* _To do_: Write out each record again exactly as it stands.

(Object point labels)

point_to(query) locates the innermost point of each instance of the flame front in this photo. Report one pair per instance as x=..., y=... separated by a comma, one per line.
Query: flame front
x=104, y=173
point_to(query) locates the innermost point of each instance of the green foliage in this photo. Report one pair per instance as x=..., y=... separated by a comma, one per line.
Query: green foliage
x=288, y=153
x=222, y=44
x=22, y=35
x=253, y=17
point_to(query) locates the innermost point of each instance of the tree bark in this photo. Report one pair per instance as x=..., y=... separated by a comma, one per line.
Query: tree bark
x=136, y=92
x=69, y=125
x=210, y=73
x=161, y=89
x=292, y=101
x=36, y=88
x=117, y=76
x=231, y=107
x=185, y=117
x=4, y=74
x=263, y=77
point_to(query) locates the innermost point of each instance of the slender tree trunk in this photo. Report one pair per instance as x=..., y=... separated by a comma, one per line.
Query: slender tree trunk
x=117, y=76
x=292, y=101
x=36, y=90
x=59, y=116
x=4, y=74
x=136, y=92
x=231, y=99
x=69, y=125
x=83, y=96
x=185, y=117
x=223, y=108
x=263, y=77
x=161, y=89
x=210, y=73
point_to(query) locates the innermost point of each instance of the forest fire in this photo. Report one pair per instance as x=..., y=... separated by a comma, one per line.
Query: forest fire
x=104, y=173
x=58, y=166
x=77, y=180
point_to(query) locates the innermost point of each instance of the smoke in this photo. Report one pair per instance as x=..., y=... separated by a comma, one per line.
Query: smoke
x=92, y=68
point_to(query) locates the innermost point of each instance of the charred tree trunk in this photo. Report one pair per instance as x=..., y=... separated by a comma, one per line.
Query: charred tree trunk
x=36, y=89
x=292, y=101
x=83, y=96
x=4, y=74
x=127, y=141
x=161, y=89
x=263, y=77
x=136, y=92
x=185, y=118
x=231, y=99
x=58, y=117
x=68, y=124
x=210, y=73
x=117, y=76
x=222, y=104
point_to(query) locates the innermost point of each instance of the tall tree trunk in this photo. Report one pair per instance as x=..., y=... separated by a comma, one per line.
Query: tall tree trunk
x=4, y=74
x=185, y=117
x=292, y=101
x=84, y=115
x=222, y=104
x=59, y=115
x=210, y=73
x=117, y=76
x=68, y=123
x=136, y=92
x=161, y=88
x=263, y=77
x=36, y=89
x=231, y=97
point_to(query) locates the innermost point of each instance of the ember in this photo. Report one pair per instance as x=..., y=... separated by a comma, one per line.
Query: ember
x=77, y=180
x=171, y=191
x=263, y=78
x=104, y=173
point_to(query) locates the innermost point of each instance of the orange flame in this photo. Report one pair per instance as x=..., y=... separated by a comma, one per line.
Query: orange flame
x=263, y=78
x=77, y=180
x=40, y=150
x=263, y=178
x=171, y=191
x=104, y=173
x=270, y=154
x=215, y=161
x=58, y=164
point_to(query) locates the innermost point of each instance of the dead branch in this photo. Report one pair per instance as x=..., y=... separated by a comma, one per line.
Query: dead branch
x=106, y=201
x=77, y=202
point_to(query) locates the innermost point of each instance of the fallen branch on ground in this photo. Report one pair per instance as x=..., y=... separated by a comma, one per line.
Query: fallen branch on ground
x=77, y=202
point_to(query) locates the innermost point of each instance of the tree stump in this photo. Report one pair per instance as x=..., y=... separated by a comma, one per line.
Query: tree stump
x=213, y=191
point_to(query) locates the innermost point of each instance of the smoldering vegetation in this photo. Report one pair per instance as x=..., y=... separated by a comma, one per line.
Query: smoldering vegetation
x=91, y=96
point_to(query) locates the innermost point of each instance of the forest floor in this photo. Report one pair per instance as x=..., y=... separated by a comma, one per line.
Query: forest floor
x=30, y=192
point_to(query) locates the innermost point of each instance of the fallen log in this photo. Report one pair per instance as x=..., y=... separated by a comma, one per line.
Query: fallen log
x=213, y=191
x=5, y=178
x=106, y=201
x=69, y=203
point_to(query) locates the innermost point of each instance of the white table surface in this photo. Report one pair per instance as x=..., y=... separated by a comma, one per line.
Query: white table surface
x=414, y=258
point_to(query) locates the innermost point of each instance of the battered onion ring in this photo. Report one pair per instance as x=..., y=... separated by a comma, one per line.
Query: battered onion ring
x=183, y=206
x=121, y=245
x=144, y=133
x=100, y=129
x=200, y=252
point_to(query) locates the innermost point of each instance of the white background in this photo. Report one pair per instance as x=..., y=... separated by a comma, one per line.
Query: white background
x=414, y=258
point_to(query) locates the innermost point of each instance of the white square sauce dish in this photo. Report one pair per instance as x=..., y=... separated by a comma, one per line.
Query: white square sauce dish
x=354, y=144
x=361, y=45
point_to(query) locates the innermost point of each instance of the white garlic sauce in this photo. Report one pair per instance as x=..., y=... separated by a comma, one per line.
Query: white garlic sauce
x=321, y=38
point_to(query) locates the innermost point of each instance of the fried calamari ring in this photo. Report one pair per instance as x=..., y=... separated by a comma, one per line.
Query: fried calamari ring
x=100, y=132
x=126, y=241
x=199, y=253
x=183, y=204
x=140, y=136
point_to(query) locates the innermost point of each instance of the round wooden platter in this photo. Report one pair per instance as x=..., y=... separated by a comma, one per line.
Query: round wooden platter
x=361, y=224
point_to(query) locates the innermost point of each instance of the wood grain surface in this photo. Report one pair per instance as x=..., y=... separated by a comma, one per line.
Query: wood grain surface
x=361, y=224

* _The solution_:
point_to(query) locates the innermost point of each instance of the flame front in this photo. Report one pair per instance as x=..., y=... separated by a comma, one per line.
Query: flame front
x=104, y=173
point_to(query) locates the innermost point of each instance of the green foliage in this photo. Report one pair per instance as x=..., y=... separated by a comma, one per line.
Query: green foliage
x=288, y=153
x=222, y=44
x=22, y=35
x=253, y=17
point_to(query) locates the innermost point of each instance of the tree bark in this photo. Report one pair per instance as x=..., y=... separated by a comma, one per line.
Query: tree bark
x=136, y=92
x=69, y=125
x=210, y=73
x=161, y=89
x=292, y=101
x=36, y=88
x=117, y=76
x=231, y=107
x=185, y=117
x=4, y=74
x=263, y=77
point_to(query) locates the innermost point of each instance of the slender tree trunk in this photo. Report one pair per instance as x=..., y=... separated by a comma, one per line.
Query: slender tree trunk
x=117, y=76
x=292, y=101
x=36, y=90
x=59, y=116
x=4, y=74
x=136, y=92
x=231, y=99
x=69, y=125
x=83, y=96
x=185, y=117
x=223, y=108
x=263, y=77
x=161, y=89
x=210, y=73
point_to(query) locates the innermost point of each instance of the forest fire in this photo. Report one pair per instance as x=..., y=... separated by a comma, one per line.
Query: forest fire
x=104, y=173
x=58, y=166
x=77, y=180
point_to(query) locates the innermost point of each instance of the smoke in this photo. Report one pair per instance as x=..., y=... separated by a comma, one per line.
Query: smoke
x=92, y=68
point_to(query) locates the innermost point of each instance of the charred tree trunk in this photo. Report one pair per instance as x=..., y=... separated by a comma, one per line.
Query: charred tree trunk
x=36, y=89
x=292, y=101
x=83, y=96
x=4, y=74
x=127, y=141
x=161, y=89
x=263, y=77
x=136, y=92
x=185, y=118
x=231, y=99
x=58, y=117
x=68, y=124
x=210, y=73
x=117, y=76
x=222, y=104
point_to(query) locates the innermost point of each instance of the tall tree trunk in this photo. Report one pair per instance as x=..., y=... separated by a comma, one per line.
Query: tall tree trunk
x=4, y=74
x=185, y=117
x=292, y=101
x=84, y=115
x=222, y=104
x=59, y=115
x=210, y=73
x=117, y=76
x=68, y=123
x=136, y=92
x=161, y=88
x=263, y=77
x=36, y=89
x=231, y=97
point_to(query) locates the innermost point of each instance of the ember in this photo. Report one pair per instance as x=..., y=... separated by a comma, one per line.
Query: ember
x=77, y=180
x=171, y=191
x=263, y=78
x=104, y=173
point_to(query) locates the innermost point of each instance of the orange flame in this photo. Report one pair per instance as x=..., y=... separated by a comma, one per line.
Query: orange flame
x=263, y=78
x=77, y=180
x=40, y=150
x=263, y=178
x=171, y=191
x=104, y=173
x=270, y=154
x=215, y=161
x=58, y=164
point_to(query) locates the innermost point of each instance of the dead branch in this photo. Report one pair per instance as x=..., y=... separated by a comma, one per line.
Query: dead branch
x=106, y=201
x=77, y=202
point_to(query) locates the innermost point of each instance of the fallen branch on ground in this photo. Report one pair per instance as x=..., y=... separated by a comma, one per line.
Query: fallen branch on ground
x=77, y=202
point_to(query) locates the innermost point of each instance of the tree stump in this photo. Report one pair per instance as x=..., y=... separated by a comma, one per line.
Query: tree stump
x=213, y=191
point_to(query) locates the innermost point of each instance of the smoldering vegetation in this photo. Report one pair per instance as x=..., y=... separated by a comma, one per line.
Query: smoldering vegetation
x=91, y=96
point_to(query) locates the innermost point of each instance of the forest floor in this photo. Report one pair per instance as x=..., y=... separated by a comma, one per line.
Query: forest floor
x=30, y=192
point_to(query) locates the innermost point of each instance of the fallen log in this photo. Report one pair per instance as x=..., y=... separated by a comma, one per line.
Query: fallen log
x=213, y=191
x=5, y=178
x=106, y=201
x=69, y=203
point_to(query) locates the innermost point of each instance of the white table surface in this photo. Report one pair per instance as x=..., y=... separated by a comma, one per line.
Query: white table surface
x=414, y=258
point_to(query) locates the innermost point of each instance of the battered onion ring in this photo. Report one pair per instance as x=..., y=... separated by a comma, one per line.
Query: battered onion ring
x=183, y=206
x=121, y=245
x=144, y=133
x=100, y=129
x=200, y=252
point_to(query) locates the innermost point of each instance of the white background in this photo. Report one pair per instance as x=..., y=... separated by a comma, one per line.
Query: white background
x=414, y=258
point_to(query) locates the innermost point of each instance of the white square sauce dish in this photo. Report one pair per instance as x=..., y=... separated by a comma, one per line.
Query: white square sauce dish
x=354, y=144
x=361, y=45
point_to(query) locates the innermost point of each instance of the white garlic sauce in this photo. Report one pair per instance as x=..., y=... separated by a comma, one per line.
Query: white garlic sauce
x=321, y=38
point_to(query) locates the innermost point of each instance of the fried calamari ring in this photo. Report one pair per instance as x=..., y=... separated by a comma, one per line.
Query: fried calamari ring
x=100, y=132
x=126, y=241
x=199, y=253
x=183, y=204
x=140, y=136
point_to(query) locates the innermost point of each instance of the round wooden platter in this photo. Report one pair per instance as x=..., y=... separated by a comma, one per line.
Query: round wooden platter
x=361, y=224
point_to(query) locates the innermost point of each instance of the wood grain surface in this photo. Report one pair per instance as x=..., y=... separated by a comma, one per line.
Query: wood grain surface
x=361, y=224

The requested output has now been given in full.